Text block →
::::::::
# RAPIDAIR Compressed Air Piping System



## croessler

i too was wondering about this product. thanks for the review!


----------



## Bertha

I wish I had known about this before I put up my walls! I spent almost that much on a hose reel


----------



## C_PLUS_Woodworker

My son recently moved his motorcycle shop into a new building. I sent him this Review. This is what his response was:

"I talked to a few guys using that system for lower volume stuff with shorter runs and they are pretty happy. If you're running stuff such as impact wrenches off of longer runs like 50' then you really need the big pipe to keep the air moving. Remember that the further the distance the tool is from the air source the larger the hose/pipe needs to be. My longest run is around 100' including the air hose from the compressor with lots of corners and sharp turns."

Just a FYI


----------



## rance

I think you could stick with the smaller hoses on long runs, but add a small propane-size tank on the far end as a pick-me-up.


----------



## redryder

A couple of shots that may help you….....


----------



## redryder

Another couple of shots that may help you decide if this is right for you….....


----------



## bigike

After reading your review I want one you can get them on ebay or a similar one anyway. THANKS for the review!


----------



## Grandpa

has anyone ever used PEX tubing? I have read that the compressor oil makes PVC brittle and you should use it but I have a friend that has used PVC on a 180 psi system for 20 or more years with no failures. Still bothers me. What about PEX?


----------



## RetiredCoastie

Looks to be a good system. Rockler has the same system and add on kits 1/3 cheaper than woodcraft.


----------
::::::::
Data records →
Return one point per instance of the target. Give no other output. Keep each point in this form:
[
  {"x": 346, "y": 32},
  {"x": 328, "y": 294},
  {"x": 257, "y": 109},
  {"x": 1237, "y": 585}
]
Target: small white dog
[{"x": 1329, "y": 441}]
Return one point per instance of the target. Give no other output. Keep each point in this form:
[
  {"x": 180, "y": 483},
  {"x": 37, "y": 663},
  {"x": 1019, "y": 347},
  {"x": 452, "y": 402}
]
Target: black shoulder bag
::::::::
Jobs →
a - Summarize the forum thread on the RAPIDAIR piping system in two sentences.
b - Transcribe the part of the forum thread that starts with the words containing "has anyone ever" and ends with "What about PEX?".

Answers to the exercise →
a - Commenters thank the reviewer, and one shares a son's response that users running lower-volume work over shorter runs are pretty happy, while longer runs for tools such as impact wrenches need bigger pipe. Others suggest adding a small propane-size tank at the far end of a long run, ask about PEX tubing because compressor oil is said to make PVC brittle, and report that Rockler sells the same system and add-on kits a third cheaper than Woodcraft.

b -
has anyone ever used PEX tubing? I have read that the compressor oil makes PVC brittle and you should use it but I have a friend that has used PVC on a 180 psi system for 20 or more years with no failures. Still bothers me. What about PEX?